[WHAT YOU NEED TO DO]: Please continue the comics blog excerpt below, picking up right after its final sentence.

[SELECTED EXCERPT]:
▼
Nathan Bulmer, doing the dirty. He's doing these every single day, people. My dad is a dentist, so you'd think I should send him this cartoon, right? I'm not going to. He wouldn't look at it, and the disappointment of his disinterest to even click a link would bring up what some might call "the original wound." I've learned it's best not to request that kind of pain. Some people keep going back to the well. Take a look at this, it's from Abhay's Tumblr.

Fun, right? Abhay went on to point out that "the word masterfully gets 58,500 hits." I love this little image. One response I liked a considerable amount was when someone said "we get exactly what we deserve," something I'd furiously shake my head in agreement with. That is also, in part, why it's perfectly fine that CBR and the rest of its peer group read the way they do. If a bunch of adult men want to make My Little Pony comics a sales bonanza, why pretend that the industry deserves a Pauline Kael or a Gay Talese? Wizard's leftovers will work just fine, that's about all the intelligence we can handle.


By Joe Daly
Published by Fantagraphics, 2005
An anthology of shorter works by the Dungeon Quest cartoonist compiled alongside a wordless 70-pager called "Prebaby" that reimagines procreation and birth in Daly fashion. Healthy range of humor on display--weed buddy comedy, nudity and sex humor. Daly is a much more interesting cartoonist than most of the names that are brought up during the comedy conversation, he's also an actual artist to boot.
▲
[Object position labeling entries]:
▼
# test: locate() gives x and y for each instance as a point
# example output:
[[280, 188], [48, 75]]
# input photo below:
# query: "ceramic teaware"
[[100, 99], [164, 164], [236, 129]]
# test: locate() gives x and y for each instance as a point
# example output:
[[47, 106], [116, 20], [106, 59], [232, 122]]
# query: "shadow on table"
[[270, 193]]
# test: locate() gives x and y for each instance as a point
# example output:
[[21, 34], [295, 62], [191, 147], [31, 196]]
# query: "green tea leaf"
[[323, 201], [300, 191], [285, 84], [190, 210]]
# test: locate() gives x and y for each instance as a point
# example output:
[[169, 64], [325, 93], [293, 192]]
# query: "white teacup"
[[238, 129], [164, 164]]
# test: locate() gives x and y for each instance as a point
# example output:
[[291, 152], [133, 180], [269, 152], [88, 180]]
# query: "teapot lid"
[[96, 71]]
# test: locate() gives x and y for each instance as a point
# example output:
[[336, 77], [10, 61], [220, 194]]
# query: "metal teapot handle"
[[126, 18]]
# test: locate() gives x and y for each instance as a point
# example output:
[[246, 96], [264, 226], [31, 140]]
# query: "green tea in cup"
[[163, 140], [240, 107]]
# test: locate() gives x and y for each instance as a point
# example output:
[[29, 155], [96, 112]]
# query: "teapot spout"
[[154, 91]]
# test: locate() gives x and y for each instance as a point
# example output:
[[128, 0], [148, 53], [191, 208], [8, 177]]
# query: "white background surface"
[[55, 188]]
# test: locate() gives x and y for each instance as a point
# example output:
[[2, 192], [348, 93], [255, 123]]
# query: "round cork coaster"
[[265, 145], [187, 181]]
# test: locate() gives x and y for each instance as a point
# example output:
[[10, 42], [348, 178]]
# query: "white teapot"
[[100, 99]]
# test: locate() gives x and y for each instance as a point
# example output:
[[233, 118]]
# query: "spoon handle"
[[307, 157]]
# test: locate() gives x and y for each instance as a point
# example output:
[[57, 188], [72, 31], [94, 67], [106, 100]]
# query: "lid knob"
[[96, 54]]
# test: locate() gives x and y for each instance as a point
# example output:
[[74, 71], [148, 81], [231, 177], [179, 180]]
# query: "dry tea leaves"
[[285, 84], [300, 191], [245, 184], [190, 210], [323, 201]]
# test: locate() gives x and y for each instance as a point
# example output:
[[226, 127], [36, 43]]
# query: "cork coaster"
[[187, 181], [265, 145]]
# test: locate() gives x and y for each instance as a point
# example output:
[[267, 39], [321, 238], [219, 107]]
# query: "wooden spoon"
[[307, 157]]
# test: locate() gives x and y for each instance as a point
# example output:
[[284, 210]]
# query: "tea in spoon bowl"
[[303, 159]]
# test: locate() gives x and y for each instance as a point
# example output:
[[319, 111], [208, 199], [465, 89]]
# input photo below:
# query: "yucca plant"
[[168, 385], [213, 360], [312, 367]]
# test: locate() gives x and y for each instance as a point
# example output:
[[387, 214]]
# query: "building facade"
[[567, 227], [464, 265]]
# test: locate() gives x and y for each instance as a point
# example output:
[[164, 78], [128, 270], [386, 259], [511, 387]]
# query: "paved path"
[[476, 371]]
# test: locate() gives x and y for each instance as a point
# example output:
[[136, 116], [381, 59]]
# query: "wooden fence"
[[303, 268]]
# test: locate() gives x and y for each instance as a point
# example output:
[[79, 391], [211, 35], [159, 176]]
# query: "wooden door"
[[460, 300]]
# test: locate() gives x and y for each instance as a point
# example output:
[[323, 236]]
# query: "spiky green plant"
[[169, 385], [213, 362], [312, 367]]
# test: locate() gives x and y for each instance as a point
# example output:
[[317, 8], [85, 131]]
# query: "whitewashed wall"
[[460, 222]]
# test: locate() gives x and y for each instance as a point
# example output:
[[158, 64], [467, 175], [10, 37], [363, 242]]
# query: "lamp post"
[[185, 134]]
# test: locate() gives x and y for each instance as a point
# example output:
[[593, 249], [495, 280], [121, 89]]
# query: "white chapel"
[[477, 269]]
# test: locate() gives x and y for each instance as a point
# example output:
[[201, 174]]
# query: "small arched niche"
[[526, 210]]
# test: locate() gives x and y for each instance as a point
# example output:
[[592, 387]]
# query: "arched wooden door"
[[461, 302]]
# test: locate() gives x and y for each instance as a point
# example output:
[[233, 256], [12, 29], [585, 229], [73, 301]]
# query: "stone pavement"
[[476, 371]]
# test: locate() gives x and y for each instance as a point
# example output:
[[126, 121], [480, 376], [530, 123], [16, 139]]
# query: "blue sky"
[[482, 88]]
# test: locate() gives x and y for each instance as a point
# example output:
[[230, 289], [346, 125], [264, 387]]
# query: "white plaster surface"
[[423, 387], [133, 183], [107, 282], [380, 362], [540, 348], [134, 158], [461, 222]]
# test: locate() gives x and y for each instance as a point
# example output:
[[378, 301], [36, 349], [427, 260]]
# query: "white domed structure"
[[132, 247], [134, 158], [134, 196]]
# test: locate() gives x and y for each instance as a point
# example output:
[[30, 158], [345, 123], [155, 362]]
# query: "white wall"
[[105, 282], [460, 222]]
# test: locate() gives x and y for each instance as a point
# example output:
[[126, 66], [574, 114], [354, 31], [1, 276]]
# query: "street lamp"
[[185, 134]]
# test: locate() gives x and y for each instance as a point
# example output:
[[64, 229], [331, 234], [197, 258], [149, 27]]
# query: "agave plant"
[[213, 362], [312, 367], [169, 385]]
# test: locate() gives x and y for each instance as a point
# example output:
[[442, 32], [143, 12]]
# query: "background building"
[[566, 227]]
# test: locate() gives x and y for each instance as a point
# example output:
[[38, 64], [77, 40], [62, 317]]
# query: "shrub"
▲
[ANSWER]:
Pope Hats #3
By Ethan Rilly
Published by Adhouse
I'd love to dislike this comic, to use it as an example of the empty sterility of design porn comics, but it refuses to fit into that category, allowing the worst aspects of its fans to slide off. Its general plot and character concerns couldn't be more slight--list them on paper, you've got a feminized version of one of the male character arcs from The Good Wife; from another angle, it's indistinct from parts of that Keanu Reeves movie where Satan is a lawyer. And yet, Rilly is able to burrow around in the lives of his two protagonists enough to make stale tropes his own, ultimately using these worlds--of a lawyer, of an actor--to insert a bit of richness into the black and white alt-genre, while being its prettiest as well.

Black Lung
By Chris Wright
Published by Fantagraphics
Oversized pirate comics, the big, trippy brother to Drew Weing's Segar influenced Set To Sea. Marketed well by the dropping of the name Peckinpah as compliment, Wright can unnerve and terrify with the best of them, and there's multiple passages within the page where the panels seem about to seep into the gutters. Gore saturates this comic, and while it ends up more Young Guns than Wild Bunch--entertaining, but pointlessly so, with its aimless tripped out sections going on way too long--the experience still leaves a mark. Brutality for its own sake is the point of some entertaining movies, no reason it can't be the point of some entertaining comics as well.

By Joe Kessler
Published by Breakdown Press
One of the best looking comics to emerge out of the UK that isn’t from Nobrow, Windowpane is a mixed up collection of one off stories, some of the standard young people talking variety, some from the here’s-a-real-story. Joe Kessler’s use of color is what holds the whole thing together, there’s a sense of composition and thought that, when contrasted with the vaguely crude fluidity of his unpredictable line, results in a comic that seems like its construction crowds out narrative. This isn’t a book that reads, it moves, and Kessler’s variety of style is the beating heart. This is a great comic.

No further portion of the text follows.